Your objective —
Summarize the text below on postwar occupations in three sentences.

Source document —

You look at all the half-hearted conflicts since then, and you realize that this is completely contrary to international law at the present. In Iraq, Anbar should have been flattened. Instead of "a million killed" according to statistical analyses that were a bit furry to begin with but also included "those never conceived that would have been according to population projections a decade old" should have been "a million Sunnis killed with little mercy, and then totalitarian measures afterwards to eradicate bad thinking from mosques, schools, and tribes, with the leaders of many of those tribes and many imams hanged." Public humiliation with full condemnation from Muslim states from Indonesia to Morocco, along with the grand mufti of Mecca and al-Azhar.

Instead we got "minds and hearts" (HAM) being won. Oddly, it wasn't primary the arch-conservatives agitating for what now, when it's convenient, seems like the One True Progressive means.

At the same time it must be noted that Japan was also allowed to save face while the burden of shame was shifted to others. It was occupied, but that didn't go badly. Those working with Japan had some sense of the culture, unlike most of those working with the South to this day who can only see things in the most narrow ethnocentric view.

Hitler offed himself. The fiction was allowed to exist that the German populace was good and it was really what did amount to not so much a change in culture but a change in a particular political philosophy that resulted from fairly specific conditions. The loss of territory suffered by Germany, with 100 miles or so lost off their eastern border, the loss and ethnic cleansing of Koenigsberg, and the ethnic cleansing of the Sudentenland played a role--massive dislocations of the populace. The Soviet zones were stripped: Not only were German concentration camps preserved for a while, but nearly any kind of booty was removed to the USSR. In the Western zones massive aid was given for reconstruction--not a paltry amount, but enough to rebuild the economy. It was obvious that the US and Britain were not the enemy. In the Western zones it also helped that Berlin was kept free, that the US and Britain were willing to (as people would cowardly put it today) risking WWIII by daring to challenge the USSR and provide food to the West Berliners. Not only did we defeat them, then we turned around and helped them after the fact financially, materially, and in terms of freedoms that they did like (knowing that under the USSR it would be worse.) Having a common foe helped.

That won HAM in a meaningful way. It looked at culture, it looked at solidarity and group boundaries. The Germans were defeated but allowed to save face, just as the Japanese.

And, of course, the temporary revocation of civil liberties helped a lot, and were as brief as possible (not the jackbooted "progressive" thinking faux progressives with the hot-headed thinking tout now). Occupation, speech and assembly bans existed, but not for decades. Still you get the swastika popping up, but even to this day that kind of speech is illegal and made so by German, not Allied, political will. That resulted from the appropriate winning of HAM.

The same kind of process was at work in Japan.

In the South, there was a large dollop of total war. Much of the infrastructure was destroyed. Massive loss of men. But the culture wasn't something that was billed as a temporary aberration, it was something deeply rooted in their cultural and economic system. Reconstruction was paltry and the South continued to be poor. While Lincoln was all about HAM, most others were about gain. Some went in to just help former slaves. Others went in to exploit. With the demolition of the economy, the South became poorer. Little was offered to help, and there was no sense of solidarity with the North. The North for the most part continued to be antagonistic, and while the North was all about ending slavery if you look at the history of discrimination and racism in the North, it wasn't all that much better in many places than in the South. Rather like having the US go into Germany and demolish things, only to have the US institute laws banning Jews from power, stipulating where the Roma could live, and displaying pictures of Hitler from time to time while kicking Germans in the teeth and making sure the Jews and Roma there got special treatment--only to be abandoned in short order. Condescension and hypocrisy, along with impoverishment. Unlike the respect we showed the Germans in many ways, and the Marshall Plan.

Dataset entries —
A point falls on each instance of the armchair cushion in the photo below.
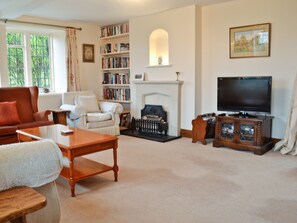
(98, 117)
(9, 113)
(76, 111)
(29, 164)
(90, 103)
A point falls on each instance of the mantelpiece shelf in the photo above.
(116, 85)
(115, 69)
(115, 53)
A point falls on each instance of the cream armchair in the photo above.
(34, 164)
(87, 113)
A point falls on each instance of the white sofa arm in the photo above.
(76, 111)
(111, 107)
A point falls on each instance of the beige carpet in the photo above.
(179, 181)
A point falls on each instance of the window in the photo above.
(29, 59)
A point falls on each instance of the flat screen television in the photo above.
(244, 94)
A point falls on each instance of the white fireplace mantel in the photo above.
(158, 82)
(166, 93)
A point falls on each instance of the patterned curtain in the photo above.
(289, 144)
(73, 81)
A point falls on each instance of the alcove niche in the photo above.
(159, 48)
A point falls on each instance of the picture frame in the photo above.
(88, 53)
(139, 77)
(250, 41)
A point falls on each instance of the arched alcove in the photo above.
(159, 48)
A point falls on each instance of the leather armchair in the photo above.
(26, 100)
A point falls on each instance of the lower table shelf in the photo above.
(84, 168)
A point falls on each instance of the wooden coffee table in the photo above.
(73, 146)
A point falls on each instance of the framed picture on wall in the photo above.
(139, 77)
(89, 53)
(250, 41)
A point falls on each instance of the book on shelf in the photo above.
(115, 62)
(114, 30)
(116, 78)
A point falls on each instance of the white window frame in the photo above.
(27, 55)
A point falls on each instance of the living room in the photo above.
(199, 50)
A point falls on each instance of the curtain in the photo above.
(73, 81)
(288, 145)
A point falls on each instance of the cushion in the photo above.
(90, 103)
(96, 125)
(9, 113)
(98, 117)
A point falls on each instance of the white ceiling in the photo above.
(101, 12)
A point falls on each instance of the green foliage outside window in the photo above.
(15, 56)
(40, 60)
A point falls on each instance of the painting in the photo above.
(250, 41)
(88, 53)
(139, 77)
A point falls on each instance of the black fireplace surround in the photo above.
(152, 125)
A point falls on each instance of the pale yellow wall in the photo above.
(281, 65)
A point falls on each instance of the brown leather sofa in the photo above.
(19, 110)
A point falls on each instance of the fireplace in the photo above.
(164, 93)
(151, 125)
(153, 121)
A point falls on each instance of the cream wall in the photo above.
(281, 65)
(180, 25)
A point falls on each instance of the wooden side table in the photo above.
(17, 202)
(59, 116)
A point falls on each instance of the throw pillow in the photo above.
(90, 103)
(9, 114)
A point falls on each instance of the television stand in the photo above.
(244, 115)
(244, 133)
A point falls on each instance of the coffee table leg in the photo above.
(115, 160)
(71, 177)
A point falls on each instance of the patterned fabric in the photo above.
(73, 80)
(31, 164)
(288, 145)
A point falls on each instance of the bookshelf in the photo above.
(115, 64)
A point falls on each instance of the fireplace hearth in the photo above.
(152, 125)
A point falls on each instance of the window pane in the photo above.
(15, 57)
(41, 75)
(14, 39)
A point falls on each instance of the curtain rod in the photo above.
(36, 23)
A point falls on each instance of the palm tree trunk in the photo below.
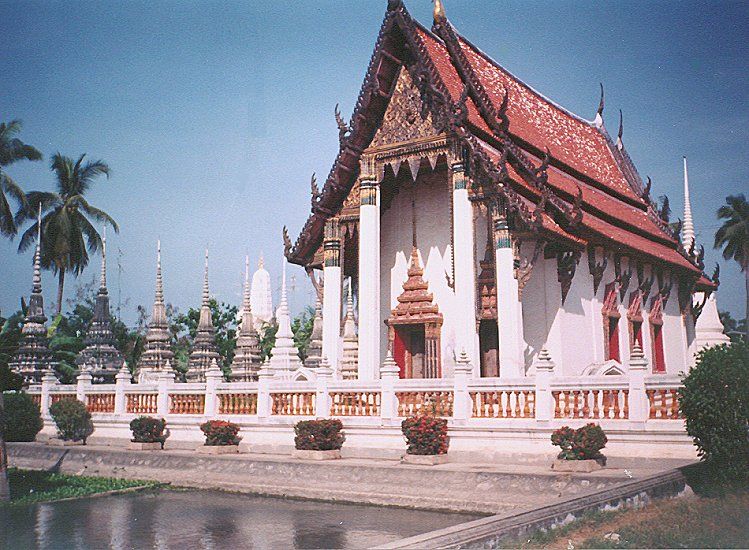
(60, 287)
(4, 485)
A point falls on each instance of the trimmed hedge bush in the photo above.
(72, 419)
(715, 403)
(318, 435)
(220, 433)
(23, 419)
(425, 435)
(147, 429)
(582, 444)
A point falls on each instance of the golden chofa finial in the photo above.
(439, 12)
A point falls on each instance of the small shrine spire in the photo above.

Task output —
The text argues that recent conflicts such as Iraq were fought half-heartedly around winning "minds and hearts," while defeated Germany and Japan were allowed to save face. It credits Germany's outcome to substantial Western reconstruction aid, the defense of West Berlin against the USSR, a common foe, and civil-liberty restrictions that were brief. By contrast, it says the South received paltry reconstruction, condescension, and hypocrisy from a North whose own discrimination was often little better, which left the South poorer and without solidarity with the North.